# What to do:
Copy every one of the records below word for word, keeping each line as it stands.
################
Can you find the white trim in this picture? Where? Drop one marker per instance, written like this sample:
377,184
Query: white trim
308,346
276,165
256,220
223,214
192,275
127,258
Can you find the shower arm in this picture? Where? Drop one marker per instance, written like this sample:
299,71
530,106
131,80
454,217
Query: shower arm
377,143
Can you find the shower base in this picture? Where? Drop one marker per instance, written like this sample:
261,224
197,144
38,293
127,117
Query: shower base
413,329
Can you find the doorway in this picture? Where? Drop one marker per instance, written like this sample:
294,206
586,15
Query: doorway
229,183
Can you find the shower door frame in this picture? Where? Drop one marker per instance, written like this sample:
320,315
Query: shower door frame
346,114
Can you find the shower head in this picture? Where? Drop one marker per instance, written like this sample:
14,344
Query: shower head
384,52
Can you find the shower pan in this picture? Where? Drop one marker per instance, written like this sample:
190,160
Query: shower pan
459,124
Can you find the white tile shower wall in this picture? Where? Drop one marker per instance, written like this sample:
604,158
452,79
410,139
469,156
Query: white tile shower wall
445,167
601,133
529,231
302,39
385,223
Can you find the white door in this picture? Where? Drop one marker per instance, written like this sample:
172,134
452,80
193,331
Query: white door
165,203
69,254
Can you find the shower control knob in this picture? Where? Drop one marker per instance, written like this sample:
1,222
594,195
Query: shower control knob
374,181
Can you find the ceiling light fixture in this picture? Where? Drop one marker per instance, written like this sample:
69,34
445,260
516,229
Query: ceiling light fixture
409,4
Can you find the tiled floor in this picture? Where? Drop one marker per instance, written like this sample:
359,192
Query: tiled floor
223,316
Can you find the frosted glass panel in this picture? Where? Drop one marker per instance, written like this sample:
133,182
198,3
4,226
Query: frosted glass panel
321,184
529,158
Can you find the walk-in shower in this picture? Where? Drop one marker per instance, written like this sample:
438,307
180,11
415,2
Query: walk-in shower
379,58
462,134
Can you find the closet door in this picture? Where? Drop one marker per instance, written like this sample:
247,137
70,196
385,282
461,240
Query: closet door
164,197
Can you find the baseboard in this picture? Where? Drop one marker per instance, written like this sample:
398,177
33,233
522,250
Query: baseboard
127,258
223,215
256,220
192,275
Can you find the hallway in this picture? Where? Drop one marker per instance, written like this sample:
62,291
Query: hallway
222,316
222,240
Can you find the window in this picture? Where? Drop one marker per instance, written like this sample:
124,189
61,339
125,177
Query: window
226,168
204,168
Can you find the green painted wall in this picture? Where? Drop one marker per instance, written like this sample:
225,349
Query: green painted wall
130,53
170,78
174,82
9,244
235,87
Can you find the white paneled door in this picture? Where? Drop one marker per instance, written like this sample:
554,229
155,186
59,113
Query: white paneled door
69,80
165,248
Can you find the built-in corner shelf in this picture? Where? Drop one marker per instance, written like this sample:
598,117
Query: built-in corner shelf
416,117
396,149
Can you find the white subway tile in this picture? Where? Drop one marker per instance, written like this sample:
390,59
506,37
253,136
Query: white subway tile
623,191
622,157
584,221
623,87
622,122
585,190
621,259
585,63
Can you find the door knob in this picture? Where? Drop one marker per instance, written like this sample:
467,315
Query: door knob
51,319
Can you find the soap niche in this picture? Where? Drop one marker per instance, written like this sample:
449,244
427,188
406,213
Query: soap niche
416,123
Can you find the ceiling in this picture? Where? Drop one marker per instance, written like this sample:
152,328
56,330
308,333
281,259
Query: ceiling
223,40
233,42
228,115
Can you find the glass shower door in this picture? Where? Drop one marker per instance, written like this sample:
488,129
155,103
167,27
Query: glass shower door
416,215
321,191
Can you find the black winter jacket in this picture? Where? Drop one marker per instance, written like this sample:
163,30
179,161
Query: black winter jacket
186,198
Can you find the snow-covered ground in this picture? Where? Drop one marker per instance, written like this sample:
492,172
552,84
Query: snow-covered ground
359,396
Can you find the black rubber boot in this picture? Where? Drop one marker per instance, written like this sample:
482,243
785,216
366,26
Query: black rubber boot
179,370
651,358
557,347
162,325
################
# Correct response:
Can you find the white trim in this picture? Where? Drop one marker per instance, written like this sample:
377,184
Query: white trim
308,346
276,165
256,220
223,214
192,275
127,258
Can you find the shower arm in this picture? Where? Drop one marker per instance, written like this sample:
299,71
530,106
131,80
454,217
Query: shower arm
377,143
Can you find the shower base in this picture? Where? Drop one marker per instance, written like this sample:
261,224
197,144
38,293
127,117
Query: shower base
413,329
Can you find the doorway in this picture? Where? Drop one marker per instance, written like this sample:
294,206
586,15
Query: doorway
229,183
Can you find the shower door frame in this picture? Where? Drop one marker per instance, written like this sample:
320,315
Query: shower door frame
346,114
Can you find the shower head in this picture? Where? Drop one marker per instance, written like this sample:
14,344
Query: shower head
384,52
Can you find the shower pan in this picture? Where? Drop one marker per instance, written like this sample:
190,160
Query: shower pan
459,124
Can you find the white tile shower wall in this picture? Where? Drop one marker per instance, written like this sample:
604,158
452,79
410,139
469,156
Query: white tile shower wall
445,167
601,133
529,231
302,39
385,223
Can you find the white door in this picture? Where? Drop one marker per instance, written like this sample:
172,134
452,80
193,331
Query: white door
165,203
69,254
Can you find the shower control knob in this picture? Where? Drop one marker per instance, written like this sample:
1,222
594,195
Query: shower control knob
374,181
Can you find the ceiling light fixture in this picture? Where? Drop one marker per instance, written like this sample:
69,34
445,260
516,229
Query: ceiling light fixture
409,4
Can you find the tiled floor in this picture? Where? Drop one marker per instance, written like this sample:
359,192
Query: tiled floor
223,316
Can you find the frosted glass panel in this picture? Where? Drop one marker per instance, written like this sample:
133,182
198,3
4,226
Query: frosted glass panel
321,184
529,158
Can you find the walk-in shower in this picture? Where? Drop one marker per instance, written like this sample:
438,307
180,11
415,2
Query: walk-in shower
379,58
462,134
Can you find the closet door in this picture? Where? Drop one marker per instance, written like this sample:
247,137
70,196
385,282
461,240
Query: closet door
164,197
Can you find the baseboard in this picture? Where? Drop one marker per instance, written like this sample:
398,177
33,233
522,250
Query: baseboard
127,258
223,215
256,220
192,275
Can you find the hallway in this picture? Where? Drop one marker per instance, written like this sample:
62,291
Query: hallway
222,316
222,240
Can you find the window in this picture? Where? Drop one marker per instance, written like this sample:
124,189
61,339
125,177
Query: window
226,168
204,168
Can you find the green painted wall in this picture? Where? Drop one marker per instance, written like this sample:
225,349
Query: green painted wall
130,53
170,78
174,82
9,244
235,87
Can you find the white paneled door in this picture? Where? Drop one marker per instance, written like this sample:
554,229
155,186
59,113
Query: white paneled door
69,80
165,248
Can you find the built-in corner shelf in this picture? Where? Drop one marker per instance, written like this sample:
598,117
Query: built-in corner shelf
416,117
396,149
Can you find the white subway tile in this picture? Where? Drop one marker per instance, written like this sample:
390,59
506,37
253,136
Query: white subway tile
623,191
622,157
584,221
623,87
622,122
585,190
621,259
585,63
Can you find the door knob in this picture? Where? Drop one marker per instance, written like this sample:
467,315
Query: door knob
51,319
Can you find the soap niche in this picture? Where? Drop one marker per instance, written like this sample:
449,244
427,188
406,213
Query: soap niche
416,123
Can you find the ceiling in this picture? Where? Drop one marker per instance, written like this sample:
152,328
56,330
308,333
281,259
Query: ceiling
223,40
233,42
228,115
Can you find the glass shower door in this picture? Where? Drop one marker per instance, written like this sample:
488,129
155,103
167,27
Query: glass shower door
416,215
321,191
Can you find the black winter jacket in this picture? Where? Drop one marker per instance, written like this sample:
163,30
179,161
Query: black winter jacket
186,198
Can you find the snow-covered ground in this picture? Where? Drop one marker per instance, written like this sample:
492,172
552,84
Query: snow-covered ground
359,396
Can you find the black rubber boot in this picture? Where? Drop one marker per instance, written like this sample:
482,243
785,216
366,26
Query: black rubber boot
179,370
651,358
557,347
162,325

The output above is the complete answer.